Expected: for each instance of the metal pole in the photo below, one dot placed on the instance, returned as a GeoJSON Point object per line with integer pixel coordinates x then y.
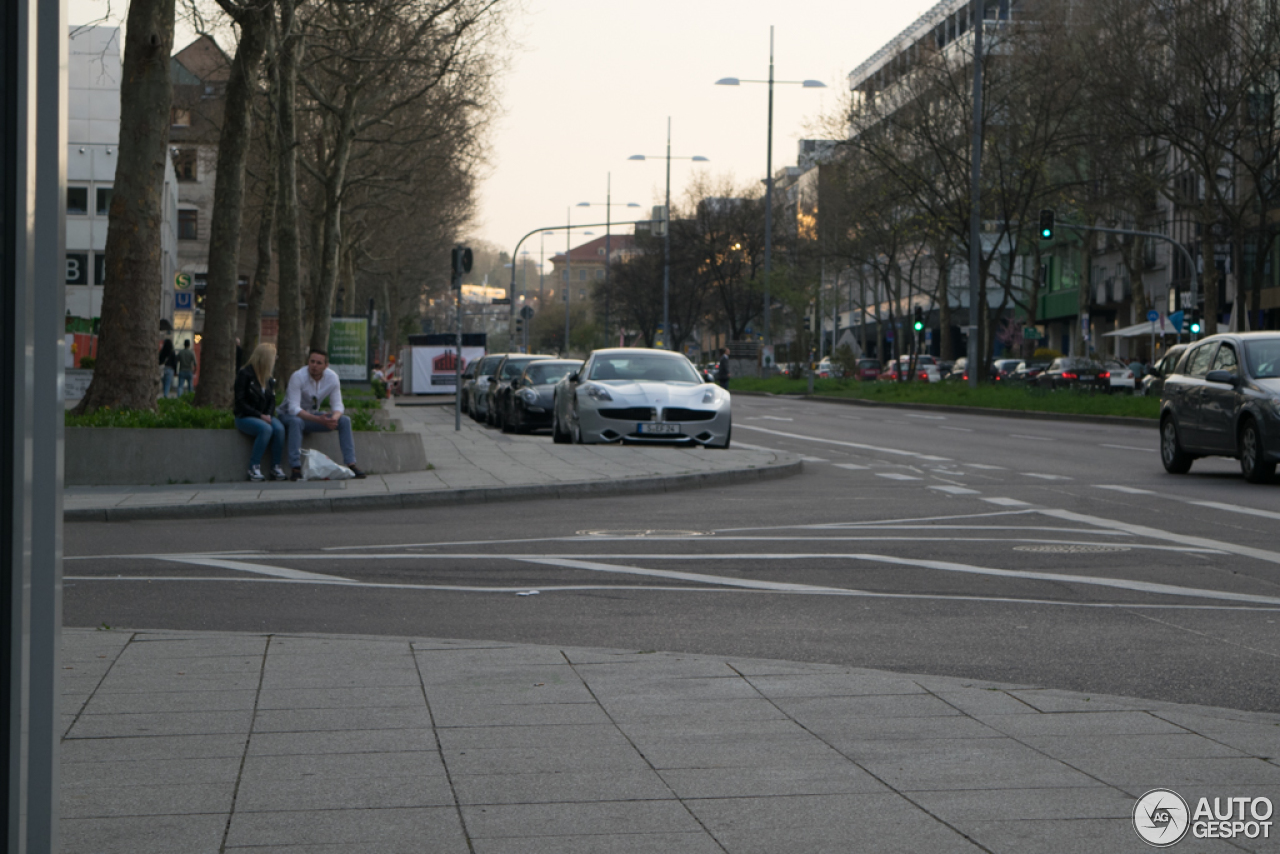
{"type": "Point", "coordinates": [768, 205]}
{"type": "Point", "coordinates": [457, 362]}
{"type": "Point", "coordinates": [976, 22]}
{"type": "Point", "coordinates": [568, 270]}
{"type": "Point", "coordinates": [608, 247]}
{"type": "Point", "coordinates": [666, 255]}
◇ ◇ ◇
Your objective :: Rewrite every line of the records above as a numbered list, one line per item, with blank lines dropped and the pictures left out.

Complete response ::
1. Expected: for each instance of the metal pole in the photo below, one dot placed on the instance, returned as a GeoJSON Point object per line with integer pixel coordinates x then y.
2. {"type": "Point", "coordinates": [768, 205]}
3. {"type": "Point", "coordinates": [457, 362]}
4. {"type": "Point", "coordinates": [976, 22]}
5. {"type": "Point", "coordinates": [568, 270]}
6. {"type": "Point", "coordinates": [608, 247]}
7. {"type": "Point", "coordinates": [666, 255]}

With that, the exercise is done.